====== Records ======

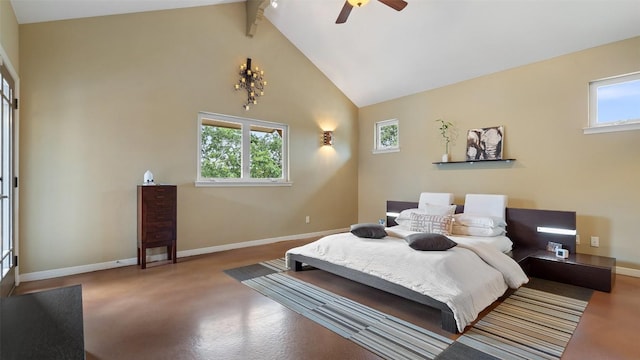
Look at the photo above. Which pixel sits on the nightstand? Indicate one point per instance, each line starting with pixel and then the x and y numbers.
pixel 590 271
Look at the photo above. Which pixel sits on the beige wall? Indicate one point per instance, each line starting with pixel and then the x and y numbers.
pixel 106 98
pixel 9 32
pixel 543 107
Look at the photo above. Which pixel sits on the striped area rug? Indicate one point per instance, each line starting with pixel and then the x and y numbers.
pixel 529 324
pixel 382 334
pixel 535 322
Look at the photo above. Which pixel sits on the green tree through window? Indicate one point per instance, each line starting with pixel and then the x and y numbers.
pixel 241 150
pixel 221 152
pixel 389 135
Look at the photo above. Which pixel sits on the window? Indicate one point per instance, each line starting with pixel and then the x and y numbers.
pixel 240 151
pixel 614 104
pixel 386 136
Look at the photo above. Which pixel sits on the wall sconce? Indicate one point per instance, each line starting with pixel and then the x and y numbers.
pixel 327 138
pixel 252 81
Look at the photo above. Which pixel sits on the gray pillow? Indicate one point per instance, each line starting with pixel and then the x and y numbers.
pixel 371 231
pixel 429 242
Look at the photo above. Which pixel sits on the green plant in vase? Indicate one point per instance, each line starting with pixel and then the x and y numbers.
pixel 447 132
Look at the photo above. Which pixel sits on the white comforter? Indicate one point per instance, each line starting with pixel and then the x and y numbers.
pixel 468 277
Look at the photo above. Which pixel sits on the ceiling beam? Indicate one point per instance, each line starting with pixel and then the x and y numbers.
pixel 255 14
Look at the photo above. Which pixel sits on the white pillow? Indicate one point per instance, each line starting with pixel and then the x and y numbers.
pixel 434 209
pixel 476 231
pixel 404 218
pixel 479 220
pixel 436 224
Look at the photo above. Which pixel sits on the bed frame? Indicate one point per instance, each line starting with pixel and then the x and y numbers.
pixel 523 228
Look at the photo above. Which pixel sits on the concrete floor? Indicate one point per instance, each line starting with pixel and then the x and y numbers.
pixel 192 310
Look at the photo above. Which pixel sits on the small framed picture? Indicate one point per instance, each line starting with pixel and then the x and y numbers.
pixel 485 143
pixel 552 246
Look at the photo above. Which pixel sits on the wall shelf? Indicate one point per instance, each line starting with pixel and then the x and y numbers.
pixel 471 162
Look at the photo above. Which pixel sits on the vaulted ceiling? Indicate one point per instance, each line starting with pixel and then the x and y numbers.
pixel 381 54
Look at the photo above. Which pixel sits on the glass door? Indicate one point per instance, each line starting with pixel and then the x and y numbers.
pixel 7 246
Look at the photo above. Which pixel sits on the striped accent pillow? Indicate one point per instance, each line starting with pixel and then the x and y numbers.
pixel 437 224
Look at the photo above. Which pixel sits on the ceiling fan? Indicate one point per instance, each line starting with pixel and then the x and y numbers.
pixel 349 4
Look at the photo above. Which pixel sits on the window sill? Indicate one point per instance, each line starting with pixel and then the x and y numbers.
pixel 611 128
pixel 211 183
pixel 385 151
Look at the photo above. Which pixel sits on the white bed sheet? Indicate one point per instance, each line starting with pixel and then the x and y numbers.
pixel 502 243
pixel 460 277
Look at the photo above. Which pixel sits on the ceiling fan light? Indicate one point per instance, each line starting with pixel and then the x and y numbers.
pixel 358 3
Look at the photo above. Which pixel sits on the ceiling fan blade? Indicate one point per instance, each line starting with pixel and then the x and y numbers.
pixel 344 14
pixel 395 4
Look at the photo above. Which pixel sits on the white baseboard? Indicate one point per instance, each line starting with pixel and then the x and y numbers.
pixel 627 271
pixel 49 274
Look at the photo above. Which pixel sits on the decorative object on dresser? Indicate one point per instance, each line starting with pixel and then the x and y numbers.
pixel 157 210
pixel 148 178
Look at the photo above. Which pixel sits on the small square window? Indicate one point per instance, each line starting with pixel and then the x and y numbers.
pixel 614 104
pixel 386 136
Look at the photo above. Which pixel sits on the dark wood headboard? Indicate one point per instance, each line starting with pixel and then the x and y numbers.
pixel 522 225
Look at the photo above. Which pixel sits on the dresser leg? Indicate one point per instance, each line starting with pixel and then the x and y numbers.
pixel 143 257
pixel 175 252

======

■ Task goal: Find the line that contains "Look at the photo above. Which pixel sits on the dark" in the listing above. Retype it and every line after it up to the last, exactly, and nothing else.

■ Result of this exercise:
Look at the photo above. Which pixel sits on the dark wood headboard? Indicate one point per instance, each line starting with pixel and then the x and y numbers.
pixel 522 225
Look at the photo above. Which pixel sits on the dresser leg? Indicate one point per instance, each line starting with pixel and then the x and y numbers.
pixel 143 257
pixel 175 252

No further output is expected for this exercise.